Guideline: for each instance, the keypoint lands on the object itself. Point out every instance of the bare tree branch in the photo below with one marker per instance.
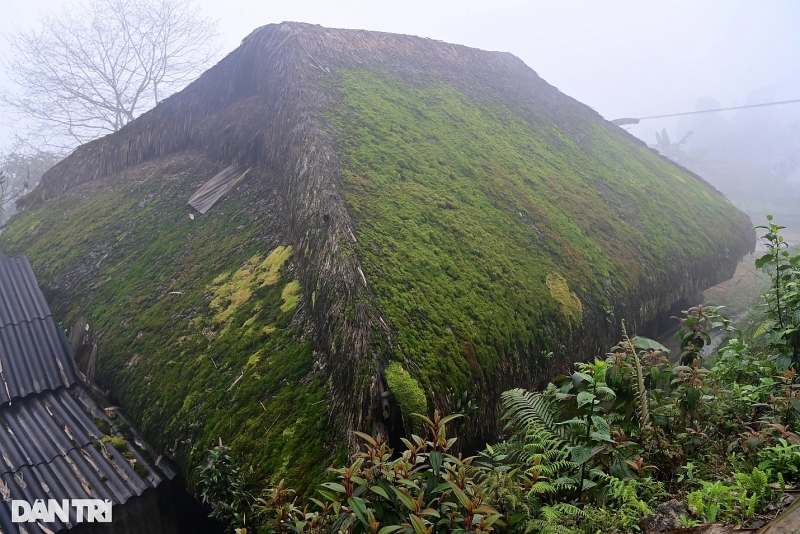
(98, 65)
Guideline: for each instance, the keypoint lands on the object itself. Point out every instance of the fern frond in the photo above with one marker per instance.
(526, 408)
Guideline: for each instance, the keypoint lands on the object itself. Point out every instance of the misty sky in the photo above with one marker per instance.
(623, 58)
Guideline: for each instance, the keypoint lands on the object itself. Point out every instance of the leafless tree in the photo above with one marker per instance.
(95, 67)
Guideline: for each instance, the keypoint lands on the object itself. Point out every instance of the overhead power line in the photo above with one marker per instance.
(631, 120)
──────────
- [WHAT YOU HAVE TO DO]
Reproduce every one of the records above word for word, leaving out the pictures.

- [TASK RESPONSE]
Guideline: for each instance, the keypoint lands on the object itself. Point out every instance of the bare tree branch in the photo below with one marker per instance.
(98, 65)
Guideline: for each instance, the keypoint lands on the object itself. Point out every instance of the fern frond in the photo above with one marker per instance.
(526, 408)
Guideline: for each instance, the keypoint lands on the object itself. Point out every instance of the misty sky in the photo above with one marker per instance.
(623, 58)
Guideline: for each instance, the keypoint lands on the object itself. Point out every instance of the leafless tree in the photo above with one marker per instance.
(95, 67)
Guideline: for each instance, the keypoint lands on the object itself. Point out every instance of the overhead power line in the photo above with one marker per instance.
(631, 120)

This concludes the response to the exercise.